__Data for review__.
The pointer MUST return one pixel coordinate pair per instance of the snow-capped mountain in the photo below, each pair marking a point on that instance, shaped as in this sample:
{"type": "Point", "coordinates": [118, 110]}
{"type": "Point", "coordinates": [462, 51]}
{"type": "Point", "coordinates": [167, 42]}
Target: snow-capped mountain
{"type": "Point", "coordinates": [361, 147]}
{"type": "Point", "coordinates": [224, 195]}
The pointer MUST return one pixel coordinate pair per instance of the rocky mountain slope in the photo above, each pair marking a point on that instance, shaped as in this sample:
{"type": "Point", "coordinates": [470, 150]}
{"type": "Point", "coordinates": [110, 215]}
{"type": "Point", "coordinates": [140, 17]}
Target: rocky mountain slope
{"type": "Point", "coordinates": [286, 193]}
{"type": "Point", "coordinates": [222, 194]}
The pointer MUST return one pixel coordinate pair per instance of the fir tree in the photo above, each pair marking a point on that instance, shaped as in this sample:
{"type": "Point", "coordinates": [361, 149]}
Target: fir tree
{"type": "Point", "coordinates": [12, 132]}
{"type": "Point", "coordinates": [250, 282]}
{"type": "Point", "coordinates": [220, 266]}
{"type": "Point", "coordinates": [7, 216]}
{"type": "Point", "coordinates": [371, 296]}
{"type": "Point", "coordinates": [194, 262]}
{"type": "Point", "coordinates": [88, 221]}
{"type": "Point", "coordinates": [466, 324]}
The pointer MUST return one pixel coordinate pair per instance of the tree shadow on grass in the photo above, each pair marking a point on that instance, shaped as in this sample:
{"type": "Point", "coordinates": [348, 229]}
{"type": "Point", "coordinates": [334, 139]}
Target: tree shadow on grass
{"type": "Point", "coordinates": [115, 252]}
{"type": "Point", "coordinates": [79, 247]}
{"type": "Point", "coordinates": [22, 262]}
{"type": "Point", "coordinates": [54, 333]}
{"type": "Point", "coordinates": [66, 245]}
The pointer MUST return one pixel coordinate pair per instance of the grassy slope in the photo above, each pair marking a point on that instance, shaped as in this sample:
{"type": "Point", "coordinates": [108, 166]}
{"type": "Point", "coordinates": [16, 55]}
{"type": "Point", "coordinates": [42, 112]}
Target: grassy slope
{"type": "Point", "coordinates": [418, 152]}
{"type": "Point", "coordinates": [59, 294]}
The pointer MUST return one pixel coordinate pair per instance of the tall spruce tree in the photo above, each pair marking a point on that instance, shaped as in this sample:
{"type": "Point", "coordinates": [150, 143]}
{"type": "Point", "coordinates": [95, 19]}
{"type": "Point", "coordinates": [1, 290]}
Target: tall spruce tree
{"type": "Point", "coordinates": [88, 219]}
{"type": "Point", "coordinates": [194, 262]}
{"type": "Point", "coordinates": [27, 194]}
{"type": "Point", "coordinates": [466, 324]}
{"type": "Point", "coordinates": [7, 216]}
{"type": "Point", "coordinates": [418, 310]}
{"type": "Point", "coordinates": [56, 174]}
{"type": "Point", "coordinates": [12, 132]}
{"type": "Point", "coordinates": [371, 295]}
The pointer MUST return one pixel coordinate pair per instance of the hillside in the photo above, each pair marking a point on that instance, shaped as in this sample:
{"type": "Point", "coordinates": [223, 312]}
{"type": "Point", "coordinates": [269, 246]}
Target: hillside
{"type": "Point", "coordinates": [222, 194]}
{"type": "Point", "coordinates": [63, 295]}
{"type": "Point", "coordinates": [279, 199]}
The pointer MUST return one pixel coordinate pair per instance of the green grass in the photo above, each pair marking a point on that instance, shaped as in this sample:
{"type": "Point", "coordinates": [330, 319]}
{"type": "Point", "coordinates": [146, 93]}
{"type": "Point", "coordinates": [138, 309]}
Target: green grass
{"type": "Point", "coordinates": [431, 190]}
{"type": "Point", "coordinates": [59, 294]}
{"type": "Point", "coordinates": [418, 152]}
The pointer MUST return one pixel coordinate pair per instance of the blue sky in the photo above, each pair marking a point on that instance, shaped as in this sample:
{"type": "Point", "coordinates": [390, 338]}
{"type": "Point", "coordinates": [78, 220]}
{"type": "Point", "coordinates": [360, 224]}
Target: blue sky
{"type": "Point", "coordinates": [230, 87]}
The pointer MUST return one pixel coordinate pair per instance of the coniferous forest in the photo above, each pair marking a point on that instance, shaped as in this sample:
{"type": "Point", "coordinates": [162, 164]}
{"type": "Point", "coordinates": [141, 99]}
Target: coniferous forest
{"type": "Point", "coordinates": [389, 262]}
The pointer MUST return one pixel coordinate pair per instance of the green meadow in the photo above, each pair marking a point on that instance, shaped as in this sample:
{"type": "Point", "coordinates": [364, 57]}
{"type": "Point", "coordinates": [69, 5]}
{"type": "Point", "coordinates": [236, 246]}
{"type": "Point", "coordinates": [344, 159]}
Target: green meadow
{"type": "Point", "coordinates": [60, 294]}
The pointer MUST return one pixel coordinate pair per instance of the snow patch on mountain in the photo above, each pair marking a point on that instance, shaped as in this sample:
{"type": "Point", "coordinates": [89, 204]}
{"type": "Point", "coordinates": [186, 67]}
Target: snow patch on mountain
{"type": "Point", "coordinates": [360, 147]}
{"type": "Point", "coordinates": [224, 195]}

__Exercise goal__.
Starting with the line that holds "Target: green meadow" and ending with the line that holds "the snow patch", retype every line in the data above exactly, and nothing else.

__Your solution__.
Target: green meadow
{"type": "Point", "coordinates": [60, 294]}
The pointer MUST return one pixel coordinate pair per instance of the snow patch on mountain in the photo above, each pair marking a point on that instance, shaped as in this sample:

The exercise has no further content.